(Task material)
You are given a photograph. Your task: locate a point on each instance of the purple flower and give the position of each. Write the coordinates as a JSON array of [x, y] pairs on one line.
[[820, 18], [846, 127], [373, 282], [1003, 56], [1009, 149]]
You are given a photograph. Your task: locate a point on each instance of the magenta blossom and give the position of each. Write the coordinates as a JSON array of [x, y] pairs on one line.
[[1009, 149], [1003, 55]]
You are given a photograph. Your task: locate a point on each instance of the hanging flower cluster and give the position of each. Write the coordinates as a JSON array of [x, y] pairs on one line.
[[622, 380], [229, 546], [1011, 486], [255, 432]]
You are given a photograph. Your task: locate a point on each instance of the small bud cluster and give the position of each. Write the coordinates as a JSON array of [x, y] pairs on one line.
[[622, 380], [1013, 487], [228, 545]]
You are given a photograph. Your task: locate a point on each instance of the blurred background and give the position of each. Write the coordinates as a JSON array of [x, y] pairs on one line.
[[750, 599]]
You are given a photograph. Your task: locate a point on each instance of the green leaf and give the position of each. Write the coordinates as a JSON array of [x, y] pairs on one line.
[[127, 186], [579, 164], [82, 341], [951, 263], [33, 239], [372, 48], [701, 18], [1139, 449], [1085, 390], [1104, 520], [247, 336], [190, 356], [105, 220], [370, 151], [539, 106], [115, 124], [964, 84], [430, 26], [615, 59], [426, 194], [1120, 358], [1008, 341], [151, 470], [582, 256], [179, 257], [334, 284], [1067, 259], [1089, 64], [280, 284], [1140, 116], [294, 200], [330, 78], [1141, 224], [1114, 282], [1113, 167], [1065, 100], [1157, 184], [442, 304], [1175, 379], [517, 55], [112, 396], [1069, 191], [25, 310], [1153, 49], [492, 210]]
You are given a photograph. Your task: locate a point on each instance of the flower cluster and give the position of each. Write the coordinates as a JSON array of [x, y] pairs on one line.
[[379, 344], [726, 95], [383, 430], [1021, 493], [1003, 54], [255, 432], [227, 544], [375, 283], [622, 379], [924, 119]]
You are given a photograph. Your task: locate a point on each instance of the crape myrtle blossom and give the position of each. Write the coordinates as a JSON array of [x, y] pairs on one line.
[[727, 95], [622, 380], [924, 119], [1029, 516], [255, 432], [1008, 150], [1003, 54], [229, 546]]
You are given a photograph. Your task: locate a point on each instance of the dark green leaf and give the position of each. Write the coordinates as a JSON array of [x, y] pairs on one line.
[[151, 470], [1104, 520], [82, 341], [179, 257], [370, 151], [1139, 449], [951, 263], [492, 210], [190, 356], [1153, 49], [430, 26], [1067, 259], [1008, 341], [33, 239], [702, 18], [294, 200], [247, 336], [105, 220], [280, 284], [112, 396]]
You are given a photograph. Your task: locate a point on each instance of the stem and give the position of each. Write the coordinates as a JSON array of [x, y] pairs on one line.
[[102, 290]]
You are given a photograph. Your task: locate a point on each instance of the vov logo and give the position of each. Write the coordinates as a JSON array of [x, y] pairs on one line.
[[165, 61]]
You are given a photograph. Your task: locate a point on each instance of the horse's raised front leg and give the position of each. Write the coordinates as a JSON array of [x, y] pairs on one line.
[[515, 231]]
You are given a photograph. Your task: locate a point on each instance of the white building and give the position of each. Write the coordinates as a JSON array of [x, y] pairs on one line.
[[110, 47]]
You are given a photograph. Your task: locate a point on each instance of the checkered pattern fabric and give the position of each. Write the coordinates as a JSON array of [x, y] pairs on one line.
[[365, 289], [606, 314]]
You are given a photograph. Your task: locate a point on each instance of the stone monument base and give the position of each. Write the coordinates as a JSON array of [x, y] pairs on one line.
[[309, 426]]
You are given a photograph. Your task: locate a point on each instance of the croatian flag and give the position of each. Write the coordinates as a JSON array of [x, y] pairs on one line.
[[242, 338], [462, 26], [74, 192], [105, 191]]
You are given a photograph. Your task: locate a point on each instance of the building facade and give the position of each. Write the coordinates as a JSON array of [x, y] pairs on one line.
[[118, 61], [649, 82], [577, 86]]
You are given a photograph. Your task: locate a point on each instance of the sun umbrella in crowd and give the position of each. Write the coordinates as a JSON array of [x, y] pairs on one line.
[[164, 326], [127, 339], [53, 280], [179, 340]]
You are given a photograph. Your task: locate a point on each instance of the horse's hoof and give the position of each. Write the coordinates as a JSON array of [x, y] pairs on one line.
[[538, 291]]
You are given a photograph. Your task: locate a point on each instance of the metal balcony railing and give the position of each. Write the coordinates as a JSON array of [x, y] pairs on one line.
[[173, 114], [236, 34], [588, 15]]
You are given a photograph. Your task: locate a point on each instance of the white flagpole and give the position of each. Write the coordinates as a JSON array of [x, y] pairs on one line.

(What is asked)
Rewrite the part of the listing that opens with the line containing "of the magenta" and closes with the line containing "379], [924, 119]]" as a JSON list of strings, with one string per line and blank lines omitted.

(Full response)
[
  "You are given a photograph. Your task: locate a point on each instance of the magenta blossom and give the position of each. Write the coordinates as a JSON array of [x, y] pairs on one line.",
  "[[1009, 149], [1003, 55]]",
  "You are given a photograph. Your task: locate a point on each instance of the hanging flower cluster and give the position of each. Write the coordinates as a JSON array of [x, y] pairs on one line.",
  "[[622, 380], [229, 546], [1011, 486], [255, 432]]",
  "You are given a photograph. Your task: locate a point on each instance of the small bud cluster and give the position of each. Write the coordinates as a JSON array of [x, y] pairs on one line.",
  "[[622, 380], [1013, 487], [228, 545]]",
  "You are given a photograph. Your task: locate a point on each instance of the blurred background and give the position of each. Write the coordinates as a JSON array of [x, y] pairs on one line.",
  "[[750, 599]]",
  "You are given a photograph. Your task: locate a point on each instance of the green leaf and give the position of each. Write the coordinates as a JSON array of [x, y] pairs on one line.",
  "[[127, 186], [579, 164], [82, 341], [951, 263], [33, 239], [372, 48], [701, 18], [1139, 449], [1085, 390], [1104, 520], [247, 336], [190, 356], [105, 220], [370, 151], [539, 106], [115, 124], [964, 84], [430, 26], [615, 59], [426, 194], [1120, 358], [1008, 341], [151, 470], [582, 256], [179, 257], [334, 284], [1067, 259], [1089, 64], [280, 284], [1140, 116], [294, 200], [330, 78], [1141, 224], [1114, 282], [1113, 167], [1065, 100], [1157, 184], [442, 304], [1175, 379], [517, 55], [112, 396], [1069, 191], [25, 310], [1153, 49], [492, 210]]",
  "You are given a photograph. Your task: locate a point on each instance of the flower cluster and give the position of each. Write the coordinates as a JSON array of [x, y] pairs on one line.",
  "[[379, 344], [726, 95], [383, 430], [1021, 493], [1003, 54], [255, 432], [227, 544], [375, 283], [622, 379], [924, 119]]"
]